++++ Given records ++++

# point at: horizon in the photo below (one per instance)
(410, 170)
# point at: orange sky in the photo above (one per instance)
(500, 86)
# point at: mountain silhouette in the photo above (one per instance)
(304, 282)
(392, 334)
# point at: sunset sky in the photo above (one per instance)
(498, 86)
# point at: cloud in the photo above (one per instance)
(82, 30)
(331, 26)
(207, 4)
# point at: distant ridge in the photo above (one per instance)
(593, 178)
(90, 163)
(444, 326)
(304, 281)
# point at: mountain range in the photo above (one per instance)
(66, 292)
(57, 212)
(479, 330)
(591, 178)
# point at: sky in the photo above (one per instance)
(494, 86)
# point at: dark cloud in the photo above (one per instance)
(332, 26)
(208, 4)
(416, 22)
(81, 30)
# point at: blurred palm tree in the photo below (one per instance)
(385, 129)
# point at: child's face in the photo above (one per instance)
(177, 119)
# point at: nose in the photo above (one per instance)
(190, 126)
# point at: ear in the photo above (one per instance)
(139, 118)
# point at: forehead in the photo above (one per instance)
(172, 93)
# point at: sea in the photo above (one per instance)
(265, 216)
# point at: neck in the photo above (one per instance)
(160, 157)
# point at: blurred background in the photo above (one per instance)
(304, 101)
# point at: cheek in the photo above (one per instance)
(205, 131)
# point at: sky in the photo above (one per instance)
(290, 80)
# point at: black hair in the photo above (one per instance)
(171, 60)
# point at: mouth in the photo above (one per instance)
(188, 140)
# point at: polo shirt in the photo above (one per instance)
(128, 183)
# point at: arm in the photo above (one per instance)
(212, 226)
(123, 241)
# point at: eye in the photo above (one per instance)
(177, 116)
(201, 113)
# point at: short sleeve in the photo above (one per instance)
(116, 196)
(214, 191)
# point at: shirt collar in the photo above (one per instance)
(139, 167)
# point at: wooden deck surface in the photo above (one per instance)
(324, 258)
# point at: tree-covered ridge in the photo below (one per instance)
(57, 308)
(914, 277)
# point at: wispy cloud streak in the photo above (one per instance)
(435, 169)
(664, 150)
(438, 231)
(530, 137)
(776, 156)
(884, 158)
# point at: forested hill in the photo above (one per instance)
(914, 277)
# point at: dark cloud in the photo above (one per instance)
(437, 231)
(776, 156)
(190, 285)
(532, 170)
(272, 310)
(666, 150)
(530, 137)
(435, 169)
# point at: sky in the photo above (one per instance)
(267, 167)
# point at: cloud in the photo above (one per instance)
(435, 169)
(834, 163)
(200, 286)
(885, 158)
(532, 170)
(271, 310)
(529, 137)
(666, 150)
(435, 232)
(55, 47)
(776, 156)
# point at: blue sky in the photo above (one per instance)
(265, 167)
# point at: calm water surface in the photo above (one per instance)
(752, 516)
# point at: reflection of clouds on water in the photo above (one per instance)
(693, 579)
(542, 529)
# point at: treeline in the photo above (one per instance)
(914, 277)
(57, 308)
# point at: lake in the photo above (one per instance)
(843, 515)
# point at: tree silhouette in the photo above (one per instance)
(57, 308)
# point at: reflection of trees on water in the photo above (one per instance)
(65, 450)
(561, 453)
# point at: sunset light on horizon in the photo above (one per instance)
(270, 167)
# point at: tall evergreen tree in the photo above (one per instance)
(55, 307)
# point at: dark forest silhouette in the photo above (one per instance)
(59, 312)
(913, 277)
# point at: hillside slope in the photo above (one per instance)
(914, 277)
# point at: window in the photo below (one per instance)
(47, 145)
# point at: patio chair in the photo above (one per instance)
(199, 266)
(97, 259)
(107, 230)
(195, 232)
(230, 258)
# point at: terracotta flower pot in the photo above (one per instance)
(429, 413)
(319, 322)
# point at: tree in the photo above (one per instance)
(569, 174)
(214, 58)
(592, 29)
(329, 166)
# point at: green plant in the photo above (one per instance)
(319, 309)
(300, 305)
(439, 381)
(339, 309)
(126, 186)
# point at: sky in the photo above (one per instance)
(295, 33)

++++

**Work instructions:** Print every entry exactly.

**Task result:**
# point at: horizon in the photo below (one per instance)
(410, 170)
# point at: orange sky in the photo above (one per instance)
(500, 86)
# point at: mountain silhouette in the photo above (one per instance)
(304, 282)
(392, 334)
# point at: sunset sky in the photo above (one per instance)
(498, 86)
# point at: cloud in the photo above (one per instance)
(82, 30)
(331, 26)
(207, 4)
# point at: distant ridge in the photo above (one per instance)
(593, 178)
(90, 163)
(444, 326)
(304, 281)
# point at: mountain range in the photo above (one per instance)
(66, 292)
(57, 212)
(479, 330)
(591, 178)
# point at: sky in the photo above (one per instance)
(494, 86)
# point at: dark cloud in the photo above (one per instance)
(332, 26)
(208, 4)
(416, 22)
(81, 30)
# point at: blurred palm tree in the photo below (one per instance)
(385, 129)
# point at: child's face in the photo above (one per instance)
(177, 119)
# point at: nose in the photo above (one per instance)
(190, 126)
# point at: ear in the photo above (one per instance)
(139, 118)
# point at: forehead in the photo above (one per instance)
(172, 93)
# point at: sea in the photo above (one per instance)
(265, 216)
# point at: neck in the photo above (one per instance)
(160, 157)
# point at: blurred background in the photo above (one per instance)
(304, 101)
# point at: cheek in the photo above (one per instance)
(205, 131)
# point at: sky in the photo above (one per instance)
(290, 80)
# point at: black hair in the photo above (one per instance)
(171, 60)
# point at: mouth in the photo above (one per instance)
(188, 140)
# point at: polo shirt in the photo above (one per instance)
(128, 183)
# point at: arm in the photo above (one per instance)
(212, 226)
(123, 241)
# point at: eye in the photo above (one per instance)
(177, 116)
(201, 113)
# point at: short sleeve in the photo above (one per instance)
(116, 196)
(214, 191)
# point at: shirt collar in the photo above (one per instance)
(139, 167)
# point at: wooden deck surface in the photo above (one per instance)
(324, 258)
# point at: tree-covered ridge in the photo below (one per instance)
(57, 308)
(914, 277)
# point at: wispy cloud streak in the photo above (one per instance)
(435, 169)
(664, 150)
(438, 231)
(530, 137)
(776, 156)
(884, 158)
# point at: forested hill in the photo above (one per instance)
(914, 277)
# point at: dark cloud in the photo above (one per instance)
(437, 231)
(776, 156)
(190, 285)
(532, 170)
(272, 310)
(666, 150)
(530, 137)
(435, 169)
# point at: sky in the photo above (one per instance)
(267, 167)
# point at: cloud in the photo above (one per instance)
(435, 169)
(834, 163)
(200, 286)
(885, 158)
(532, 170)
(271, 310)
(529, 137)
(666, 150)
(435, 232)
(55, 47)
(776, 156)
# point at: blue sky in the photo above (one per instance)
(265, 167)
# point at: calm water surface in the photo above (one per instance)
(752, 516)
# point at: reflection of clouds on water in the photo above (one per instance)
(693, 579)
(542, 529)
# point at: treeline in the photo above (one per instance)
(914, 277)
(57, 308)
# point at: lake in the photo above (one per instance)
(843, 515)
# point at: tree silhouette in the photo above (one per instance)
(57, 308)
# point at: reflection of trees on water in the photo above (one per instance)
(65, 450)
(561, 453)
# point at: sunset light on horizon in the photo above (one per instance)
(270, 167)
# point at: tall evergreen tree in the photo above (one per instance)
(55, 307)
# point at: dark forest silhouette in the photo above (one per instance)
(59, 312)
(913, 277)
# point at: hillside slope in the photo above (one per instance)
(914, 277)
# point at: window in the photo below (one per instance)
(47, 145)
# point at: patio chair in the photo above (one per instance)
(199, 266)
(97, 259)
(107, 230)
(195, 232)
(230, 258)
# point at: terracotta flower pot in the photo above (one per instance)
(429, 413)
(319, 322)
# point at: tree in the photo above (one per instance)
(569, 174)
(214, 58)
(592, 29)
(329, 166)
# point at: green plant in the photo above (one per instance)
(319, 309)
(300, 305)
(439, 381)
(339, 309)
(126, 186)
# point at: sky in the photo above (one per instance)
(295, 33)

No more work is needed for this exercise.